> Description of the task
The required output is the line containing "Query: windshield" through the final line of the material below, printed exactly, with no other lines.

## begin Material provided

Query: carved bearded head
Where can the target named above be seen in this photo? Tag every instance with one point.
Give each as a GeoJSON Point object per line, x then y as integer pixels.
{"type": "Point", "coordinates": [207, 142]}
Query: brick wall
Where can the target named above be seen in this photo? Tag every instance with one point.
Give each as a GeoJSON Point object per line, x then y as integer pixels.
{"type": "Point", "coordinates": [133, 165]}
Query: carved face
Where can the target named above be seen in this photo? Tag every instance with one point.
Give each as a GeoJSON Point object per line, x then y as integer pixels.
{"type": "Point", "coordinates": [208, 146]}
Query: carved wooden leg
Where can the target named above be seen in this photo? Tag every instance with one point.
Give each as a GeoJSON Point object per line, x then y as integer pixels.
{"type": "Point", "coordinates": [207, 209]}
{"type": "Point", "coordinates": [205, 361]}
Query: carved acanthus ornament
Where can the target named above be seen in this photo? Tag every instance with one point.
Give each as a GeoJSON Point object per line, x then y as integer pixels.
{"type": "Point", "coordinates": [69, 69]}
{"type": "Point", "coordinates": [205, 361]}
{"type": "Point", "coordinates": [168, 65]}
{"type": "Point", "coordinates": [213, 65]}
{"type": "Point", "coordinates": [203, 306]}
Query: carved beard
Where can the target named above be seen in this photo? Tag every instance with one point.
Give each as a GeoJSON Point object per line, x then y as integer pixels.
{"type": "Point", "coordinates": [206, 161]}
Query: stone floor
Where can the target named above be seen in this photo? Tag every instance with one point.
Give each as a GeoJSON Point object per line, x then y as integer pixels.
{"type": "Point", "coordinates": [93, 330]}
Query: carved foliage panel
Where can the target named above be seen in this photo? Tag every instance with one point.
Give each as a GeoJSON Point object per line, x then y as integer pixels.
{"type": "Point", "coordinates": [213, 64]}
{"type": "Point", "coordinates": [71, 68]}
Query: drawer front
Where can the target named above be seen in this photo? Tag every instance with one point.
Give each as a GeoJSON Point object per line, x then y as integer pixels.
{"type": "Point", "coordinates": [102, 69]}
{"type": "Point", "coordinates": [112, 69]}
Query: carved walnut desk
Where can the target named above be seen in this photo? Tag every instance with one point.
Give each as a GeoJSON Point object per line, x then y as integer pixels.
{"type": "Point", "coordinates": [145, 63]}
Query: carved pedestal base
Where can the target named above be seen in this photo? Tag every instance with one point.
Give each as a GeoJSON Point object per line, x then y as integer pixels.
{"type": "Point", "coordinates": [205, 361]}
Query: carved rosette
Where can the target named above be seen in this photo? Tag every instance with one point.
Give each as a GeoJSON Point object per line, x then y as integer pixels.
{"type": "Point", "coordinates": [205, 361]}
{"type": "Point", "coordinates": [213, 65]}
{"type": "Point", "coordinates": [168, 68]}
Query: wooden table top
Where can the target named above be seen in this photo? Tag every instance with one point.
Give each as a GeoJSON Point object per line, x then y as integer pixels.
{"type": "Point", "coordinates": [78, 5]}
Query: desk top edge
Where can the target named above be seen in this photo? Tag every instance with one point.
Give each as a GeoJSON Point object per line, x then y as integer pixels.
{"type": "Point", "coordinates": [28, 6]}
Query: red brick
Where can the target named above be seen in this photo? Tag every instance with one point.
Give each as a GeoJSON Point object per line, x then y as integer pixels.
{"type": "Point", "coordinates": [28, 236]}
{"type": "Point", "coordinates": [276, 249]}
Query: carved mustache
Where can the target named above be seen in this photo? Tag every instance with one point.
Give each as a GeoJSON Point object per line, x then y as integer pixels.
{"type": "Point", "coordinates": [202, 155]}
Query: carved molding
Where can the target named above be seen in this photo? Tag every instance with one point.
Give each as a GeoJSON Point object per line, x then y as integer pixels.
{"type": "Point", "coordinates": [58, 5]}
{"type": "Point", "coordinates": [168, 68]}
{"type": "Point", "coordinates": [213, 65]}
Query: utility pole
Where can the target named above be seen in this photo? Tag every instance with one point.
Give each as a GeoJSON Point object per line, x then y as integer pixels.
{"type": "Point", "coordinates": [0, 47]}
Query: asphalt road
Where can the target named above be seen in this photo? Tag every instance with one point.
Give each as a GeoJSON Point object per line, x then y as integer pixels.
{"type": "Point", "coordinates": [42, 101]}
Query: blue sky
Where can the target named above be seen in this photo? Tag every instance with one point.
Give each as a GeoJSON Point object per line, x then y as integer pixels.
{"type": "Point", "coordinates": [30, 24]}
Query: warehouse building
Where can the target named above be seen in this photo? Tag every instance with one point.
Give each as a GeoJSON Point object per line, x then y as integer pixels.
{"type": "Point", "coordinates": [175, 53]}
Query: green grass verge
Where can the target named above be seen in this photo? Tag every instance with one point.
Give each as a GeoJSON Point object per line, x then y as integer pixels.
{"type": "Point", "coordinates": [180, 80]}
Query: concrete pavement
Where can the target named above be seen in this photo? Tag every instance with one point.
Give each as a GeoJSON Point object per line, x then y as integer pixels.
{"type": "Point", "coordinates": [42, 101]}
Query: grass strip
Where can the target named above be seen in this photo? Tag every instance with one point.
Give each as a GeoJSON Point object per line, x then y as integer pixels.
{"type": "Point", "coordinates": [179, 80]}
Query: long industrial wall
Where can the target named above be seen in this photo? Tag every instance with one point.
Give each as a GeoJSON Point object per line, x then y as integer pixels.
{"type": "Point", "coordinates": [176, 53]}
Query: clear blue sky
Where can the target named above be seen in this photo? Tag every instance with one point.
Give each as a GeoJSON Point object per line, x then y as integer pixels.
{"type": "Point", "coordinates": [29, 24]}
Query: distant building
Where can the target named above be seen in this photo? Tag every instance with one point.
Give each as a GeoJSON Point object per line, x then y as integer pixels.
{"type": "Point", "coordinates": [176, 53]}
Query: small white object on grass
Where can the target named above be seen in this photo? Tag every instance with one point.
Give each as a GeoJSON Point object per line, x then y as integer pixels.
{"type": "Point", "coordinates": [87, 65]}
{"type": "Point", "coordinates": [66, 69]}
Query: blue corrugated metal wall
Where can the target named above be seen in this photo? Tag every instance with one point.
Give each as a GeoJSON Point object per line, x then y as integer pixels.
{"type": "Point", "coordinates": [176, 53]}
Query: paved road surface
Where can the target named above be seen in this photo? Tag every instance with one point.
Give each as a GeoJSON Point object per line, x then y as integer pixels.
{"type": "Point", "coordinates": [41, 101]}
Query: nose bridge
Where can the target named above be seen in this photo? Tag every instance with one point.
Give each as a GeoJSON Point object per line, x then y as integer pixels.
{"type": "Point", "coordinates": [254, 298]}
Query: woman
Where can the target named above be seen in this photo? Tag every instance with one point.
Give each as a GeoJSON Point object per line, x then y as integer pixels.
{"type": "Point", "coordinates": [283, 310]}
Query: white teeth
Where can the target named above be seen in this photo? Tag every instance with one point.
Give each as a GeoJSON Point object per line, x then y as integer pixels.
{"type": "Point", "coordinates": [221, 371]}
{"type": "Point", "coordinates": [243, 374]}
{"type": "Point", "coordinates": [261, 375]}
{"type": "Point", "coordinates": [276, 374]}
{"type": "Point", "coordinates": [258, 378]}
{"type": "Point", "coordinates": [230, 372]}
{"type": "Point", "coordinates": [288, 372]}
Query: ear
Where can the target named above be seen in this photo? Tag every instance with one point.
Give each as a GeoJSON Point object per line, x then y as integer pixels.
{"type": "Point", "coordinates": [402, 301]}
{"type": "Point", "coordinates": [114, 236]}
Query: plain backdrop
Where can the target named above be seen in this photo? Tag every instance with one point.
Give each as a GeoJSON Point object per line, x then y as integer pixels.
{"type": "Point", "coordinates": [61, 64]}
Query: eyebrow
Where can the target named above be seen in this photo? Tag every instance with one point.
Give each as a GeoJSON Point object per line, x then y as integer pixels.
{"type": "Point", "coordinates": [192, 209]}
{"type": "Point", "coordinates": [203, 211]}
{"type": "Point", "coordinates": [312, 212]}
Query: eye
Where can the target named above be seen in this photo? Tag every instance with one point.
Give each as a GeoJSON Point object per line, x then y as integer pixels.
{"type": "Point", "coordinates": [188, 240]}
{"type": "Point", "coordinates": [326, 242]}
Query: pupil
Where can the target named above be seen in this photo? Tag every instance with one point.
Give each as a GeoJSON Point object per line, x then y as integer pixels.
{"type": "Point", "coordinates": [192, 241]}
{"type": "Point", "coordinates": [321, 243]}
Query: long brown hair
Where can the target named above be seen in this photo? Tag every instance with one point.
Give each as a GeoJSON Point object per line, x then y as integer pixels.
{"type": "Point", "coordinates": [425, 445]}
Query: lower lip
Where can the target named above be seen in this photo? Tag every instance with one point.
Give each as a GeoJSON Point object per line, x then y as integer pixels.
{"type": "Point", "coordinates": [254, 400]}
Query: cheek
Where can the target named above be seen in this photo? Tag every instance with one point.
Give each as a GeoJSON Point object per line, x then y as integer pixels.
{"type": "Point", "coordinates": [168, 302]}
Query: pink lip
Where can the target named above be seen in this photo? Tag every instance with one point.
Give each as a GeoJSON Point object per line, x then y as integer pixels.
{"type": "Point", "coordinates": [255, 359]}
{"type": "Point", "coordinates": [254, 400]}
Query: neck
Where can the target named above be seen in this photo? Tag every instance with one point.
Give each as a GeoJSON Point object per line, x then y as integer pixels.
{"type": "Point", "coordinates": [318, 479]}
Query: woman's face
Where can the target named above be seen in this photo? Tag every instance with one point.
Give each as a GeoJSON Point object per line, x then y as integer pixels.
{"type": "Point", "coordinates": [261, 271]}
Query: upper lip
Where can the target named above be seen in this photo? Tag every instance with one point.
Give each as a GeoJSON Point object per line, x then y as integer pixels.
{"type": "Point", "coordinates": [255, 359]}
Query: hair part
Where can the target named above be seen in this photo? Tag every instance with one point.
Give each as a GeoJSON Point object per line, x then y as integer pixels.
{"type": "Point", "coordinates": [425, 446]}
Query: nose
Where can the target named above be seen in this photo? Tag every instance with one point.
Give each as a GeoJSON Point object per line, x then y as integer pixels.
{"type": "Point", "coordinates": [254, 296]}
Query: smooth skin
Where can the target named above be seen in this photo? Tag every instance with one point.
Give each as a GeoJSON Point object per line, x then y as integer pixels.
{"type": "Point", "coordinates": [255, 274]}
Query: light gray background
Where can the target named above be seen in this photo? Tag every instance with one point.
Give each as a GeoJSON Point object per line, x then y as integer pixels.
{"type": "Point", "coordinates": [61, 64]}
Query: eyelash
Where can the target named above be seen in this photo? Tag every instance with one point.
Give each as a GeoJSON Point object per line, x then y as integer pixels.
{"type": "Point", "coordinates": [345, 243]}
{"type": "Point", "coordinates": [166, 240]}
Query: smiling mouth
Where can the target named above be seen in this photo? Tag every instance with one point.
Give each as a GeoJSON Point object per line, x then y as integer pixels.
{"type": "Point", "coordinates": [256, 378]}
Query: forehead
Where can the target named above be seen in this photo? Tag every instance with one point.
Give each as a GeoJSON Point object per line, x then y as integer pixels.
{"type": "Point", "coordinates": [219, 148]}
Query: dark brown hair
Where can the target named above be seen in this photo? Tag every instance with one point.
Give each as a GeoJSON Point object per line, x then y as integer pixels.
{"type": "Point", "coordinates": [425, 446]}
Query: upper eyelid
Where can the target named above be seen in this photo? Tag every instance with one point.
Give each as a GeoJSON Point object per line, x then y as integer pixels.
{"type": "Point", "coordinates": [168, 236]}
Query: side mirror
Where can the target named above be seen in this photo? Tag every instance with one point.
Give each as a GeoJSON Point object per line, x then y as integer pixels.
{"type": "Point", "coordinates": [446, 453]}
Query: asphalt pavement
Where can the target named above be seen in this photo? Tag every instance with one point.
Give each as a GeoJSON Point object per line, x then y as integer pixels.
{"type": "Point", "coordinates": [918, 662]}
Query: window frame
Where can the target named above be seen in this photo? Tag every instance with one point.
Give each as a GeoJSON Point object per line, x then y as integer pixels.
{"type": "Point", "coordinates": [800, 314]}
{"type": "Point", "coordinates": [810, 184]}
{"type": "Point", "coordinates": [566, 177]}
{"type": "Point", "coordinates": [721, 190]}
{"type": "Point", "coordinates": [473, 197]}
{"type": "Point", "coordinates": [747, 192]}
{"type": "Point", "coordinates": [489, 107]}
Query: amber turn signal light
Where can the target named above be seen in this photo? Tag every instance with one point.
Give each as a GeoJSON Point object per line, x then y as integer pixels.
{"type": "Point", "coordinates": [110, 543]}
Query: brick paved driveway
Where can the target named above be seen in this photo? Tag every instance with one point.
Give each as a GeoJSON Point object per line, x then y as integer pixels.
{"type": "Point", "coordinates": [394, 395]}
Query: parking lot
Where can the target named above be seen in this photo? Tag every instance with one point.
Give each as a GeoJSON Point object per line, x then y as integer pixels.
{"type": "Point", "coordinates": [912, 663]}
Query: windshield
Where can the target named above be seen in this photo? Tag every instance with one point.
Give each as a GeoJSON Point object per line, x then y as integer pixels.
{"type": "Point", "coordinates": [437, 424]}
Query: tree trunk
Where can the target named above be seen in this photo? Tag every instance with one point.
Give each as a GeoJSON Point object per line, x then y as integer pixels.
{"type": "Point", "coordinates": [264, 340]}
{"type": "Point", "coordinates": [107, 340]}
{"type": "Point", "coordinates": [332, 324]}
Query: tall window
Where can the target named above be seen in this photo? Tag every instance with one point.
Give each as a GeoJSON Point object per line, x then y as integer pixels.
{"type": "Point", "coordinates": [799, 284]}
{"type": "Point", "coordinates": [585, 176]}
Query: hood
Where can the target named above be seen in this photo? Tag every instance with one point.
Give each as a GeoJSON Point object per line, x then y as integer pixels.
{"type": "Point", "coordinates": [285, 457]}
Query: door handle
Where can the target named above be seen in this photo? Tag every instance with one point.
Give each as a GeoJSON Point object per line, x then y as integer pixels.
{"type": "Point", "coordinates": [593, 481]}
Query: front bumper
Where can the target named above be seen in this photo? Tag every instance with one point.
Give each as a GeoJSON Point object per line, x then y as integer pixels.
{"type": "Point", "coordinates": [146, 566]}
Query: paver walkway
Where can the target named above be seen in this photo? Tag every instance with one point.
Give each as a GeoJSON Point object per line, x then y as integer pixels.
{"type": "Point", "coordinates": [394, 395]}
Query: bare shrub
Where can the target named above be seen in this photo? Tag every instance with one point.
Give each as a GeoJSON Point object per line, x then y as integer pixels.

## end Material provided

> Final result
Query: windshield
Where can the target named above be seen in this photo? Tag every instance with one point.
Give each as a GeoJSON Point object per line, x then y as integer pixels.
{"type": "Point", "coordinates": [437, 424]}
Query: tree trunk
Where can the target named above be seen in this photo? Tag every instance with one point.
Give each as a GeoJSON Point object per line, x then y as integer pixels.
{"type": "Point", "coordinates": [264, 340]}
{"type": "Point", "coordinates": [107, 340]}
{"type": "Point", "coordinates": [332, 324]}
Query: tall window
Where can the target named above be seen in this photo? Tag every instance with one point.
Give each as a GeoJSON Point object per line, x then y as integer pixels.
{"type": "Point", "coordinates": [799, 284]}
{"type": "Point", "coordinates": [585, 176]}
Query: hood
Where can the target named above be seen in this photo? Tag every instance with one point.
Give each as a GeoJSON Point object per line, x then y as integer pixels.
{"type": "Point", "coordinates": [285, 457]}
Query: door handle
Where can the target named above be seen in this photo? Tag every instance with one point.
Give each as a GeoJSON Point object per line, x then y as integer pixels.
{"type": "Point", "coordinates": [593, 481]}
Query: front bumper
Where can the target named above be seen in this photo? Tag every instance with one point.
Give each as a GeoJSON Point object per line, x then y as integer pixels.
{"type": "Point", "coordinates": [146, 566]}
Query: paver walkway
Where can the target named above be seen in this photo? Tag every instance with one point.
Give each as a GeoJSON Point object per line, x then y as integer pixels.
{"type": "Point", "coordinates": [394, 395]}
Query: bare shrub
Where can the target named above be seen in this photo? Tag every instance with one point.
Give each as a GeoJSON Point object per line, x then y as integer pixels.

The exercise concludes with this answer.